§ Extract to read:
------------------------

Those hospital curtains that give privacy to patients could also be harboring drug-resistant bacteria, including the infamous methicillin-resistant staphylococcus aureus (MRSA) bug, a new study suggests.
University of Iowa researchers swabbed 43 hospital curtains several times a week for three weeks to get 180 samples, and found that 26 percent of the curtains had MRSA on them and 44 percent of them had the bacteria Enterococcus on them, according to the study.
The curtains were located in the medical ward and in the medical and surgical intensive care units of University of Iowa hospitals, Reuters reported.
Researchers also tested how long it took for curtains to get infected with bacteria by putting 13 new curtains in the hospital. They found that in one week, 12 of those 13 curtains were contaminated with bacteria, according to the study.
"There is growing recognition that the hospital environment plays an important role in the transmission of infections in the health care setting, and it's clear that these (privacy curtains) are potentially important sites of contamination because they are frequently touched by patients and providers," study researcher Michael Ohl, from the University of Iowa, told Reuters.
Ohl's work was presented at the 51st Interscience Conference on Antimicrobial Agents and Chemotherapy in Chicago.

------------------------

§ Source information:

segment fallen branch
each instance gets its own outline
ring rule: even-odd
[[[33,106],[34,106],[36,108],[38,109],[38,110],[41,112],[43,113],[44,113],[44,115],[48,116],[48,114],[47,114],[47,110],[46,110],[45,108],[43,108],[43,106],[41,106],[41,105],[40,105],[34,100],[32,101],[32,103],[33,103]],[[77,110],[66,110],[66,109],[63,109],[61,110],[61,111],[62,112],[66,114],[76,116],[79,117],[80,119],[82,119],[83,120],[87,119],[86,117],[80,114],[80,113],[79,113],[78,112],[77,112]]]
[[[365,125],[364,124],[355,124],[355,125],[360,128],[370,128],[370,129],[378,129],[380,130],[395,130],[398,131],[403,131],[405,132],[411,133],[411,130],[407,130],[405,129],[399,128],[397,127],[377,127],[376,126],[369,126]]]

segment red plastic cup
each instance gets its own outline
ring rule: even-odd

------------------------

§ Problem statement: Extract the text on hospital privacy curtains and drug-resistant bacteria, and reproduce all of it word for word.

§ Solved problem:
Those hospital curtains that give privacy to patients could also be harboring drug-resistant bacteria, including the infamous methicillin-resistant staphylococcus aureus (MRSA) bug, a new study suggests.
University of Iowa researchers swabbed 43 hospital curtains several times a week for three weeks to get 180 samples, and found that 26 percent of the curtains had MRSA on them and 44 percent of them had the bacteria Enterococcus on them, according to the study.
The curtains were located in the medical ward and in the medical and surgical intensive care units of University of Iowa hospitals, Reuters reported.
Researchers also tested how long it took for curtains to get infected with bacteria by putting 13 new curtains in the hospital. They found that in one week, 12 of those 13 curtains were contaminated with bacteria, according to the study.
"There is growing recognition that the hospital environment plays an important role in the transmission of infections in the health care setting, and it's clear that these (privacy curtains) are potentially important sites of contamination because they are frequently touched by patients and providers," study researcher Michael Ohl, from the University of Iowa, told Reuters.
Ohl's work was presented at the 51st Interscience Conference on Antimicrobial Agents and Chemotherapy in Chicago.